— begin Information given —
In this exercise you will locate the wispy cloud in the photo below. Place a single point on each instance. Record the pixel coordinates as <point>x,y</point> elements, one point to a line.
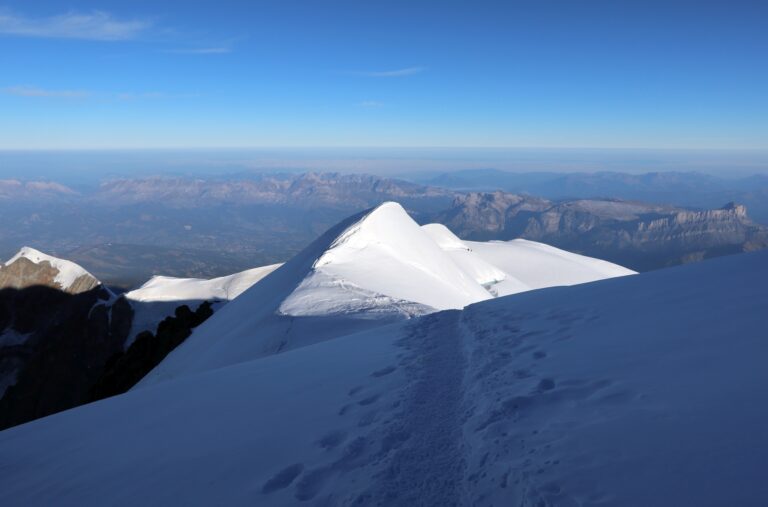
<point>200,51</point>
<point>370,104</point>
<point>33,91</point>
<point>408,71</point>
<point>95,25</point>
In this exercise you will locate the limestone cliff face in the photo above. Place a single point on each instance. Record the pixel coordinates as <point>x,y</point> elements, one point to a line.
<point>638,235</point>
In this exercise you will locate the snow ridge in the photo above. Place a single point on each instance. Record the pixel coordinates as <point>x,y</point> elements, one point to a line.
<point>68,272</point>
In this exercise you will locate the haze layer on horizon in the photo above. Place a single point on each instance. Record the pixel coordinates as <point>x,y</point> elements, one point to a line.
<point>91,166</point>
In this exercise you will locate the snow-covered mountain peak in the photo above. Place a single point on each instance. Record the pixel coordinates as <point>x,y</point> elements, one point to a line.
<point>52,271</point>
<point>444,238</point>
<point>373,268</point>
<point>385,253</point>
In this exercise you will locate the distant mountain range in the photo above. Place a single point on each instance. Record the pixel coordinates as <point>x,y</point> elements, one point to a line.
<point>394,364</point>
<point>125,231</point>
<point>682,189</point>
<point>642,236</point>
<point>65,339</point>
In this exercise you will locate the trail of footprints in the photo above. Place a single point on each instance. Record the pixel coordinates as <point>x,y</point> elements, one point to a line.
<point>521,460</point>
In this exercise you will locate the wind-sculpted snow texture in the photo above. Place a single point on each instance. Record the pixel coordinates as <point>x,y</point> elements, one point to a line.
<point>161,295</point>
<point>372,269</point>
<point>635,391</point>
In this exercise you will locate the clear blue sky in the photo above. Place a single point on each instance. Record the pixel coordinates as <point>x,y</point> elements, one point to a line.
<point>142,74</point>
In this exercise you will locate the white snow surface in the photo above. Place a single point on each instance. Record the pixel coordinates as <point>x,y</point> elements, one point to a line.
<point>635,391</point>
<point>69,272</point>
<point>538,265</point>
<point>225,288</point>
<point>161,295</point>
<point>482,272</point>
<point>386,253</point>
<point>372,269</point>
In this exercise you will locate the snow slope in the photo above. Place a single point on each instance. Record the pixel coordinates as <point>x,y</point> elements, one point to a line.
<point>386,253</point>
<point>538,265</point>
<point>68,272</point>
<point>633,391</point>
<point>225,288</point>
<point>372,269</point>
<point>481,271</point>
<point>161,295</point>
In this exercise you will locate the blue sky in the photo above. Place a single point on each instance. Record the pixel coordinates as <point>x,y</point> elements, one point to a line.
— end Information given —
Given problem: Reproduce the material above line for line without changing anything, but leave the picture out.

Response for this exercise:
In this exercise you will locate the wispy cloud in the photo below. Place a single point on each instance. Record the pixel coordinates as <point>x,y</point> elements, one point to a line.
<point>200,51</point>
<point>370,104</point>
<point>33,91</point>
<point>408,71</point>
<point>95,25</point>
In this exercise you will locate the limestone cliff face in the photo above. Place a single point on each instance. Record the pixel coordinates as <point>x,y</point> elements, one point to a line.
<point>638,235</point>
In this exercise you will locate the snow ridge in the photo above. Place a single point on each instance. Record the pixel coordinates as <point>x,y</point> elements, one point to a line.
<point>68,272</point>
In this exercise you will locate the haze layer on horizon in the photo above. Place a single point on each instance. Record the pixel coordinates as <point>x,y</point> elements, one point to a line.
<point>91,166</point>
In this exercise you will locate the snow-covered mountain peak in the photo above. Place a single point on each instance. Record the pixel coordinates as <point>x,y</point> elements, one point to a line.
<point>52,271</point>
<point>444,238</point>
<point>373,268</point>
<point>385,253</point>
In this exercise you will locate the distant mountain range in the photo above. Place a single point on each instance. Record the pixel coordinates as <point>x,y</point> elements, one point to a line.
<point>394,364</point>
<point>125,231</point>
<point>682,189</point>
<point>642,236</point>
<point>65,339</point>
In this exercise you will locate the trail of footprints in the photo above. Place a single point on each instance. Record the pixel coordinates as <point>x,y</point> elements, one point to a line.
<point>521,460</point>
In this exercise you will locate the wind-sculpted snow texture in the photo above. Place a single point on each instance. Record the pixel coordinates as <point>x,y</point> elements, one point to a line.
<point>161,295</point>
<point>372,269</point>
<point>635,391</point>
In this exercise you will locate the clear blue sky in the photo above. Place a single point on each instance. Record the pixel coordinates as <point>x,y</point> elements, one point to a line.
<point>142,74</point>
In this exercise you will locate the white snow surface in the photo above. Place a single point on each instance. Record the pixel coordinates as <point>x,y</point> elements, one point to a line.
<point>635,391</point>
<point>69,272</point>
<point>538,265</point>
<point>225,288</point>
<point>161,295</point>
<point>482,272</point>
<point>386,253</point>
<point>372,269</point>
In this exercise you will locate the snow slope in the photo above. Place a single point on each instance. Record the pixel coordinates as <point>x,y</point> elements, one point to a line.
<point>386,253</point>
<point>538,265</point>
<point>68,272</point>
<point>633,391</point>
<point>225,288</point>
<point>372,269</point>
<point>481,271</point>
<point>161,295</point>
In this exercise you will locate the blue sky in the photo above. Place a single point on each instance. Record the pixel coordinates as <point>x,y</point> elements, one point to a line.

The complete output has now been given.